**YOUR GOAL:**
Count the lines in the entries below that contain the word "blurred". Reply with the number alone.

#### DATA TO USE ####

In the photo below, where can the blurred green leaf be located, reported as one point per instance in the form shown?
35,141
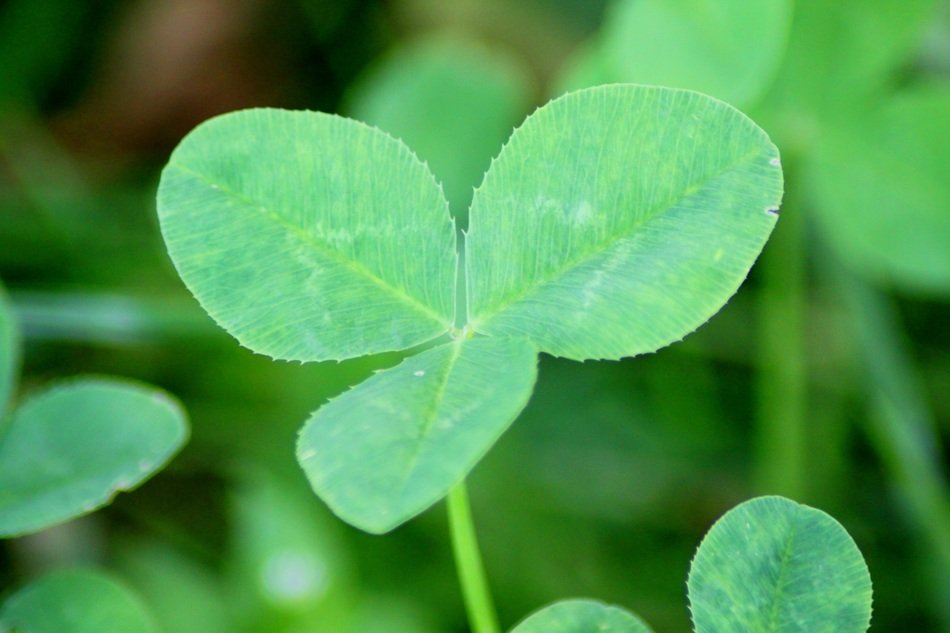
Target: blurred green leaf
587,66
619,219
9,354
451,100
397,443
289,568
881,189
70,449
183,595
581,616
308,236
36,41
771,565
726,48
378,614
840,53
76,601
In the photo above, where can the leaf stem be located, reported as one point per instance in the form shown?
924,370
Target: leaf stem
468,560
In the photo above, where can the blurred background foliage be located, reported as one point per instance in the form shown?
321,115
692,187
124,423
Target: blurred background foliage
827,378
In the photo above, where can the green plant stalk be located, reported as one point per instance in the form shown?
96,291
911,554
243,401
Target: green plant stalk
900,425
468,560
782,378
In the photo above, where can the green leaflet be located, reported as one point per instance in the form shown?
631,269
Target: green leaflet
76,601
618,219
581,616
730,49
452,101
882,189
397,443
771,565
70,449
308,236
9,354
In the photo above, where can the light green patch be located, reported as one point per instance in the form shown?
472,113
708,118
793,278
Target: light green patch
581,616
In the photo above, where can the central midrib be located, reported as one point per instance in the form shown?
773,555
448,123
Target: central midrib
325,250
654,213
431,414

####
#### DATA TO USE ####

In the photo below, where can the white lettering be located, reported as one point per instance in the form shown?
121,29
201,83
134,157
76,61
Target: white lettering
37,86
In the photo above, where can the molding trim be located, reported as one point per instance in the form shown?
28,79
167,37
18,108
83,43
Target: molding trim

####
#### DATA TO USE ####

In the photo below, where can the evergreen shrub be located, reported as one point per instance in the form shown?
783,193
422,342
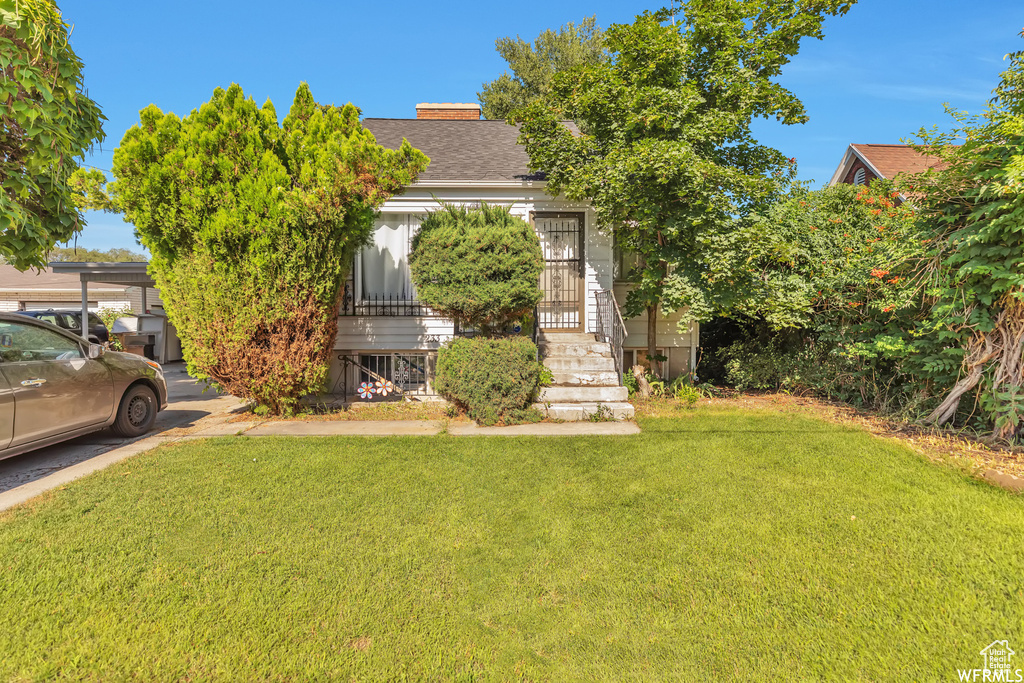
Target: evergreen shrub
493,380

####

**THE OUTPUT:**
4